To develop this prototype, I leveraged a library called LibCST that I used in a previous project. I was familiar with using it for a similar purpose to find instances of various things in Python files. I was able to leverage some source code from the previous project and work off of it to create new functions.

The prototype that I created will provide a large amount of support for my project. I believe that I will be able to directly continue implementation on it to create a good sized tool. The main purpose of my prototype was to build the framework that would allow me to add further functions to accomplish new goals. Seeing as I accomplished that, I believe that I can move forward and expand.

Experimentation

My main question that I aimed to answer with my experiment is: How descriptive are the assigned variables of Python programs? Though this is my research question, I was not able to answer it fully with the limited functionality of my prototype. Rather, I used the results that I was able to produce to draw conclusions about the descriptiveness of assigned variables.

My experiment began with choosing three datasets to run through my prototype tool. I chose to use three Python projects in the GatorEducator GitHub organization. I extracted all of the Python files from the main source directories of each project. This manual extraction made me realize that it is a very inefficient way to gather data. With all of the Python files in a separate folder in my prototype repository I was able to first run the find-variables command on each folder. I then ran the find-variable-lengths command on each file in each of the folders. I also realized that this method of running the tool on a large amount of data is inefficient and tedious.

In terms of the results that I obtained from my experiment, I ran the find-variables command to output a basic visualization of how many assignment statements were in each file of each directory. It is important to note that these are the found assignment statements, not necessarily standard variables. Upon running the command to output the lengths of the variable names, there were many instances of non-standard assignment statements. I implemented a feature in my prototype to catch these instances and return an error. So, I was able to look past these errors to analyze the data of all the standard variables.

■ **Task**
Copy out the passage above about the variable-naming prototype word for word, from start to finish.

■ **Records**
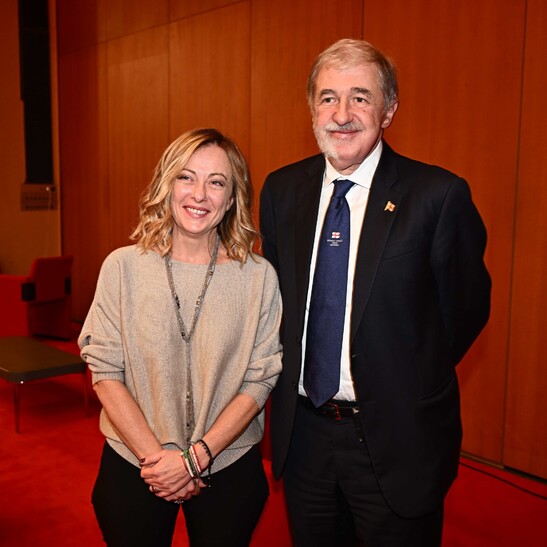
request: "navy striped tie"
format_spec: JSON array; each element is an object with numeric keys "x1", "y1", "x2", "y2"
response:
[{"x1": 304, "y1": 180, "x2": 354, "y2": 407}]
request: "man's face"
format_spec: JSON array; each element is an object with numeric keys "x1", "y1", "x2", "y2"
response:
[{"x1": 312, "y1": 63, "x2": 397, "y2": 175}]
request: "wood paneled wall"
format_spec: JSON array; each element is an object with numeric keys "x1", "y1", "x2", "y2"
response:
[{"x1": 57, "y1": 0, "x2": 547, "y2": 478}]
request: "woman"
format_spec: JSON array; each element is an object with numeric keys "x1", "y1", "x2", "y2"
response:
[{"x1": 79, "y1": 129, "x2": 281, "y2": 547}]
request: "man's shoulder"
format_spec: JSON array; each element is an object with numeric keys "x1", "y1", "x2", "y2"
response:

■ **Exercise result**
To develop this prototype, I leveraged a library called LibCST that I used in a previous project. I was familiar with using it for a similar purpose to find instances of various things in Python files. I was able to leverage some source code from the previous project and work off of it to create new functions.

The prototype that I created will provide a large amount of support for my project. I believe that I will be able to directly continue implementation on it to create a good sized tool. The main purpose of my prototype was to build the framework that would allow me to add further functions to accomplish new goals. Seeing as I accomplished that, I believe that I can move forward and expand.

Experimentation

My main question that I aimed to answer with my experiment is: How descriptive are the assigned variables of Python programs? Though this is my research question, I was not able to answer it fully with the limited functionality of my prototype. Rather, I used the results that I was able to produce to draw conclusions about the descriptiveness of assigned variables.

My experiment began with choosing three datasets to run through my prototype tool. I chose to use three Python projects in the GatorEducator GitHub organization. I extracted all of the Python files from the main source directories of each project. This manual extraction made me realize that it is a very inefficient way to gather data. With all of the Python files in a separate folder in my prototype repository I was able to first run the find-variables command on each folder. I then ran the find-variable-lengths command on each file in each of the folders. I also realized that this method of running the tool on a large amount of data is inefficient and tedious.

In terms of the results that I obtained from my experiment, I ran the find-variables command to output a basic visualization of how many assignment statements were in each file of each directory. It is important to note that these are the found assignment statements, not necessarily standard variables. Upon running the command to output the lengths of the variable names, there were many instances of non-standard assignment statements. I implemented a feature in my prototype to catch these instances and return an error. So, I was able to look past these errors to analyze the data of all the standard variables.